Problem details
Copy the records below word for word, starting at the line that contains "Field-scouting request: tag every instance of the train" and ending at the final line of the records, with both of those lines included.
BEGIN Source data
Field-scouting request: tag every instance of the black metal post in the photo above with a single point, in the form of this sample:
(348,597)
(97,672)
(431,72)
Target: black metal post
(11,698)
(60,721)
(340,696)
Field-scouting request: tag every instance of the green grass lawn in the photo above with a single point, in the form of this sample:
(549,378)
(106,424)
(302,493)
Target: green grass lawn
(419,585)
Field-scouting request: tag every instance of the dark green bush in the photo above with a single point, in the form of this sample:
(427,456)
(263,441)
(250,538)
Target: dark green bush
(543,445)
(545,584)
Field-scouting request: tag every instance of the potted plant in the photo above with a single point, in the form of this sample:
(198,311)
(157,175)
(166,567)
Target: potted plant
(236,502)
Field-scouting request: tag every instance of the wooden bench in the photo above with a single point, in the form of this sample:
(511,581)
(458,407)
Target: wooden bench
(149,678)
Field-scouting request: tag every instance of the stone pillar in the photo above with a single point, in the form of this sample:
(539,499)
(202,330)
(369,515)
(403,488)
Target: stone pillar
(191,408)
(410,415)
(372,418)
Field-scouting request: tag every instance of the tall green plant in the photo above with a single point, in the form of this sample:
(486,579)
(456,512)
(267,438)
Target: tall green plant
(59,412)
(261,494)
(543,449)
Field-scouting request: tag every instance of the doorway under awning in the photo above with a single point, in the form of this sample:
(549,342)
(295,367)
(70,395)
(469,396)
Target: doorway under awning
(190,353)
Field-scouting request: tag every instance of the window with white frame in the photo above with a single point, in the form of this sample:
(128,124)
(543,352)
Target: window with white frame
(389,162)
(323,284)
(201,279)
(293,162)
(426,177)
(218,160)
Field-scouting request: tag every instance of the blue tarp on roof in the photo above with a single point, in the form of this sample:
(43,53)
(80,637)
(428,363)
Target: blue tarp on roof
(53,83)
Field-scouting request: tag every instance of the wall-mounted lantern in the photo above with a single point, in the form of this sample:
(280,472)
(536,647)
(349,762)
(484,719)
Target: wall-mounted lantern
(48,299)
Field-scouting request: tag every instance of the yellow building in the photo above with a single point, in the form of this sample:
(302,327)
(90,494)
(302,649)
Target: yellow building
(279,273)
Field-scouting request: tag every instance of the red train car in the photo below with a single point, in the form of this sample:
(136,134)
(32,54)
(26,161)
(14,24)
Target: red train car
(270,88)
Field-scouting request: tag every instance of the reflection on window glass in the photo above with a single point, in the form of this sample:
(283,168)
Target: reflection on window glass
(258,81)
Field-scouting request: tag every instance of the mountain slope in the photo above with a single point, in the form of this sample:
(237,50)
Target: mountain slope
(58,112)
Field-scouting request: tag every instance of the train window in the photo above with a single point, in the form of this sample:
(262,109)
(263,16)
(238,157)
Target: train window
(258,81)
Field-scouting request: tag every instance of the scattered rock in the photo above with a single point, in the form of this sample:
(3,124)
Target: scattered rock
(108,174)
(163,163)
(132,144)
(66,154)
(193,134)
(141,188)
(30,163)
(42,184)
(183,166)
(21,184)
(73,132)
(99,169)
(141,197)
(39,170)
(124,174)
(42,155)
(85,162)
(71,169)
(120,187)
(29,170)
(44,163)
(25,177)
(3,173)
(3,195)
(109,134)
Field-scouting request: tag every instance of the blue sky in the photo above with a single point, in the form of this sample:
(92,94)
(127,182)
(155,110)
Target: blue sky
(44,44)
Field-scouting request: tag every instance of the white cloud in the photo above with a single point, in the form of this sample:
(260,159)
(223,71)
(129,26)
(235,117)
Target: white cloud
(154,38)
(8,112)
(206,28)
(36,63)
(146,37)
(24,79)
END Source data
Written solution
Field-scouting request: tag every instance of the train window in the photo above with a single point, in the form of this sample:
(262,109)
(263,16)
(238,157)
Target: train window
(258,81)
Field-scouting request: tag every instance of the scattered rock in the photo above with a single point, in the form of this sample:
(3,124)
Target: scattered rock
(108,174)
(163,163)
(132,144)
(66,154)
(193,134)
(141,188)
(30,163)
(42,184)
(183,166)
(21,184)
(73,132)
(99,169)
(141,197)
(39,170)
(124,174)
(42,155)
(85,162)
(71,169)
(120,187)
(29,170)
(44,163)
(25,177)
(3,173)
(3,195)
(109,134)
Field-scouting request: tag every instance of the blue sky in the photo above with a single point, in the form of this sample:
(92,94)
(127,182)
(155,110)
Target: blue sky
(44,44)
Field-scouting request: tag every instance of the white cloud in the photo above with a single point, in the form of this sample:
(260,159)
(223,71)
(129,26)
(235,117)
Target: white cloud
(154,38)
(8,112)
(206,28)
(36,63)
(146,37)
(24,79)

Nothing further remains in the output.